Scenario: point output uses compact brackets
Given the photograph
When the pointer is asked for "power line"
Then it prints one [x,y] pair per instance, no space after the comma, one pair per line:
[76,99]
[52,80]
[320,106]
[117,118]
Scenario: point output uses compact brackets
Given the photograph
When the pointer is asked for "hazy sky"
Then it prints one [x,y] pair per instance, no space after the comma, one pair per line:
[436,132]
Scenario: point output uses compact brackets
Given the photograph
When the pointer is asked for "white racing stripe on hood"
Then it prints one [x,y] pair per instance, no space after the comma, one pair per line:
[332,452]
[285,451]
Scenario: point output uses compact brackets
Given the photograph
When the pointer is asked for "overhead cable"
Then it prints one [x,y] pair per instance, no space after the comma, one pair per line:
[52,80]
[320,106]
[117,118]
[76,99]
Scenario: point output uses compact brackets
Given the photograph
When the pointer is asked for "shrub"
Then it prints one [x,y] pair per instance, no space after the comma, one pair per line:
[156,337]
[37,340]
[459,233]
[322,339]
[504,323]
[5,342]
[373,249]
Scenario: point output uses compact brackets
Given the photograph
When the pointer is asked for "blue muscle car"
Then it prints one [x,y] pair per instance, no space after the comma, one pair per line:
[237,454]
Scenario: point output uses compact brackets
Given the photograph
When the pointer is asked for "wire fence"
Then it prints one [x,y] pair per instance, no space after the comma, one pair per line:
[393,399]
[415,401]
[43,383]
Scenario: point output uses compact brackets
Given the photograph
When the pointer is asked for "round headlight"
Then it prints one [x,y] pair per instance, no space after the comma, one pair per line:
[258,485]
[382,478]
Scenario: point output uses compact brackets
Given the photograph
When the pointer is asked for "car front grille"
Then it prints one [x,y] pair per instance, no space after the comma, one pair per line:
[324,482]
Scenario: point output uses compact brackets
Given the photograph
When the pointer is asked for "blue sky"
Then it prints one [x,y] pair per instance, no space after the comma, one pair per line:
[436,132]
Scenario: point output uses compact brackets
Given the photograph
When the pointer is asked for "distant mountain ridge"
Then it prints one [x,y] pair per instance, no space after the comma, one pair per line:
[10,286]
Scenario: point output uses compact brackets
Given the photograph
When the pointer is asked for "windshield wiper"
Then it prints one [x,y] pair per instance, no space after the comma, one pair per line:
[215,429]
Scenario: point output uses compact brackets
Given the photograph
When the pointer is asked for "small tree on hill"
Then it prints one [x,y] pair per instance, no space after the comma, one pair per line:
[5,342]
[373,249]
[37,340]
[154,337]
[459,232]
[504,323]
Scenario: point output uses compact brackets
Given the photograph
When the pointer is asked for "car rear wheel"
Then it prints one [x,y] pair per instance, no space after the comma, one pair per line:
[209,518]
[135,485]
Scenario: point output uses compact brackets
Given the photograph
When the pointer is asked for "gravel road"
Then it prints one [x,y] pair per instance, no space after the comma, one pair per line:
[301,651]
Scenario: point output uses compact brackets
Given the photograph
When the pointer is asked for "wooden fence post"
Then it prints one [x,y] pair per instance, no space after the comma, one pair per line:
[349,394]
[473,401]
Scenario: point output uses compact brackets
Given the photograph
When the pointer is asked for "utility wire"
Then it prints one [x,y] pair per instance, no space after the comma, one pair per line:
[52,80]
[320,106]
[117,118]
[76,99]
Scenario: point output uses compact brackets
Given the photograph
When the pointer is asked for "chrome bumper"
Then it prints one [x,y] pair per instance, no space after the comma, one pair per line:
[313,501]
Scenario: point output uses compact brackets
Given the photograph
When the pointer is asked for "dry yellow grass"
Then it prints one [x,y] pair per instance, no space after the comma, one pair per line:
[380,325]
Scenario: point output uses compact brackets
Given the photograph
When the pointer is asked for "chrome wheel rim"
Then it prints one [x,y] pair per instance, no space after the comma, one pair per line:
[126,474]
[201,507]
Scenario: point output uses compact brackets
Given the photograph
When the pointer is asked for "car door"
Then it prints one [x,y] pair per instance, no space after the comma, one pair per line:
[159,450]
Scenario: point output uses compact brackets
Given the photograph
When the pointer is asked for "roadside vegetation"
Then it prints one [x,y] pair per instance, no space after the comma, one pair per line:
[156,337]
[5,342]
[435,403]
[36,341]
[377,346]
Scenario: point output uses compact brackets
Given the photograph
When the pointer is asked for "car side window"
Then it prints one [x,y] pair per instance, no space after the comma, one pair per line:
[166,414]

Set task: Would you reproduce all the entries exactly?

Complete response:
Scenario: point output uses compact brackets
Given the photograph
When the pointer is asked for "power line"
Then it prints one [x,y] pair per instance, no space after the comma, one pair per line:
[76,99]
[52,80]
[320,106]
[117,118]
Scenario: point output uses compact brackets
Given the photograph
When the pointer is asked for "hazy sky"
Then it prints one [x,y] pair per instance, no space after the comma, one pair per line:
[436,132]
Scenario: point output uses compact brackets
Given the photograph
When the pointer is asked for "white racing stripe on hood"
Then it prints one [x,y] pair per instance, no space after the comma, one pair per line:
[332,452]
[285,451]
Scenario: point output uses compact brackets
Given the photograph
When the pointer is asked for "overhead cable"
Then it prints one [x,y] pair per instance, no space after the comma, one pair per line:
[52,80]
[320,106]
[117,118]
[76,99]
Scenario: point output uses compact brackets
Given the photograph
When the pointer is asked for "shrub"
Then it prints one [x,y] pair per instance, no space after the comma, one pair per line:
[156,337]
[37,340]
[459,233]
[322,339]
[504,323]
[5,342]
[373,249]
Scenario: point output uses compact brackets
Given the photograph
When the pointer is asked for "blue muscle car"
Then it prints one [x,y] pair per instance, no space after the comma, one pair per line:
[237,454]
Scenario: point output uses compact brackets
Given the photograph
When the pointer is asked for "wire fence"
Then it prints one [x,y] pair per instance, no space after the comma, one pair per line:
[393,399]
[415,401]
[43,383]
Scenario: point output uses compact brackets
Given the photograph
When the pointer is asked for "round headlight"
Then it prints one [x,y] pair per instance, no space after the comma, one pair per line:
[258,485]
[382,478]
Scenario: point output uses compact brackets
Given the photograph
When the pointer is asked for "car front grille"
Then it prints one [x,y] pair per instance, no space after the comma, one pair per line:
[324,482]
Scenario: point output uses compact brackets
Given the photograph
When the pointer is asked for "blue sky"
Then it prints one [x,y] pair per instance, no space after the comma, one pair per line:
[436,132]
Scenario: point output uses compact brackets
Given the photograph
When the pointer is asked for "distant mountain ridge"
Then it prints one [x,y] pair per instance, no space after the comma, one pair per line:
[10,286]
Scenario: point output uses compact brackets
Given the photograph
When the pointer is asked for "windshield wiper"
Then it prints one [x,y] pair per instance, no space after the comma, one pair per line:
[215,429]
Scenario: point output uses compact brackets
Given the photograph
When the pointer is asked for "small tree on hill"
Then it prints one [x,y] pair per instance, no space after the comma, one pair per line:
[5,342]
[373,249]
[37,340]
[154,337]
[459,232]
[504,323]
Scenario: point output uses compact brackets
Given the photograph
When the pointer is asked for "car rear wheel"
Then it prints one [x,y] pair per instance, no space after the comma, one pair per line:
[209,518]
[135,485]
Scenario: point output uses compact brackets
Given the photograph
When the pointer is asked for "gravel road"
Then it prints one [x,y] pair per instance, no space after the comma, one pair per line:
[301,651]
Scenario: point output uses compact brackets
Given the photograph
When the pointer is asked for "wooden fence post"
Then it prints one [x,y] pair per instance, no space after the comma, one pair per line:
[349,394]
[473,401]
Scenario: point output uses compact brackets
Given the photograph
When the pointer is asked for "utility wire"
Then it prints one [x,y] pair per instance, no space after the comma, one pair per line:
[52,80]
[320,106]
[117,118]
[76,99]
Scenario: point output uses compact brackets
Given the photograph
When the pointer is asked for "chrome bumper"
Then it prints one [x,y] pair per instance, no space after the comma, one pair per line:
[313,501]
Scenario: point output uses compact brackets
Given the photograph
When the pointer is asked for "dry yellow grass"
Then it prints one [x,y] pair per instance, no space after the comma, one pair per line:
[380,325]
Scenario: point output uses compact brackets
Given the photograph
When the pointer is asked for "chrome wheel rim"
Then it prints one [x,y] pair per instance, no space after the comma, one pair per line:
[126,474]
[201,507]
Scenario: point output uses compact brackets
Given the photograph
When the pointer is asked for "car door"
Then it prints one [x,y] pair per instance, no space after the comma, one pair per line:
[159,450]
Scenario: point output uses compact brackets
Given the photograph
When the pointer is asked for "roadside vegetation"
Then it prints one [x,y] pair per instance, no space after the comma, one pair per line:
[156,337]
[5,342]
[435,403]
[36,341]
[377,346]
Scenario: point output uses compact brackets
Given the photograph
When the pointer is asked for "car side window"
Then it prints one [x,y] pair per instance, no space after the comma, one pair per line:
[166,414]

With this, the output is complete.